*Excerpted passage:*
----------------

Dead Drop on NSA’s Adm. Mike Rogers

CHANGE AT TOP OF NSA: Dead Drop sources tell The Cipher Brief that National Security Agency Director Mike Rogers has told his staff that he will be stepping down from his post this Spring. Speaking on condition of anonymity, sources say that Rogers had hoped to remain in his role until the fall, but was nudged toward an earlier departure. His replacement – we’re told – is expected to be Lt. General Paul Nakasone, the current Commander of U.S. Army Cyber Command. The Senate would have to confirm the appointment, which could take several months. Nakasone is widely admired both for his current role and his previous work commanding the Cyber National Mission Force at U.S. Cyber Command. The administration is apparently planning to name Nakasone as head of both the NSA and Cyber Command, meaning that a decision to split that dual-hatted role will be pushed back even further. Nakasone won’t keep the dual-hatted role long-term — just until the Trump administration decides to formalize the split, which sources tell The Dead Drop won’t be anytime soon.

The news that Rogers was exiting stage right this spring was first tweeted by The Washington Post’s Ellen Nakashima.

BOND, JANE BOND? British Prime Minister Theresa May gave a thumbs up to the BBC’s decision to cast a woman in the lead role of their iconic Doctor Who “programme” – and added that she would like to see a woman cast as 007 someday.

SPY TRADE MAG: The New Yorker recently discovered the CIA’s “Studies in Intelligence” publication, which it says has been “providing analyses of old spy operations, book reviews and tales of derring-do” since 1955.  The unclassified version of “Studies” can be found on the agency’s website, although the New Yorker failed to provide a link. Perhaps they feared losing eyeballs to the government publication.

----------------

*Dataset excerpt:*
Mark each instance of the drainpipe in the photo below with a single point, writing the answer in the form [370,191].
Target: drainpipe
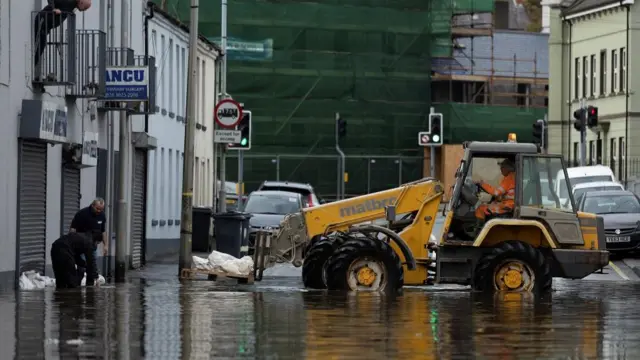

----------------

*Set of tasks:*
1 – In the Dead Drop column, who is expected to replace Mike Rogers as NSA director?
2 – Extend the Dead Drop column on Adm. Mike Rogers past its last sentence.

*Answers for this exercise:*
1 – Lt. General Paul Nakasone, the current Commander of U.S. Army Cyber Command.

2 –
IRAN AMOK: The outbreak of demonstrations in Iran has sparked a wide variety of reactions, including from the chattering class. Former Congressman Ron Paul asked on his video blog whether there were CIA fingerprints on the protests. That mirrored comments from the pro-Hezbollah Al-Manar website, which reminded readers that the Wall Street Journal reported in June that the CIA had established a new mission center to increase the focus on Iran. Iran’s Prosecutor General Mohammad Jafar Montazeri got into the act midweek, accusing the CIA of fomenting the protests, in a story by the state-run IRNA news agency. (The CIA declined to comment.)

HIDDEN LIBRARY COLLECTION: Jefferson Morley, author of the book “The Ghost: The Secret Life of CIA Spymaster James Jesus Angleton,” wrote an article published by The Intercept this week on how he got his hands on some documents that shed light on Angleton, the controversial counterintelligence legend. In the late 1970s, a veteran CIA officer by the name of Cleveland Cram (which sounds like a pseudonym but apparently isn’t) was given the job of writing a history of the agency’s counterintelligence staff. Six years later, Cram produced 12 highly classified volumes – “each running 300 to 400 pages” – about the program. When Cram died in 1999, his family donated more than a dozen cartons of correspondence and documents to the Georgetown University library, where they sat until 2014. That’s when the CIA reportedly retrieved them to review them for possible classified information. The files have never been returned. But Morley heard from a British-American movie producer who happened to have visited the Georgetown stacks some years ago and had photocopied a number of the pages before they were retrieved by Langley. Those pages provide fresh insights into a man accused of all manner of malfeasance, ranging from leading a mole hunting reign of terror to possibly covering up evidence in the JFK assassination.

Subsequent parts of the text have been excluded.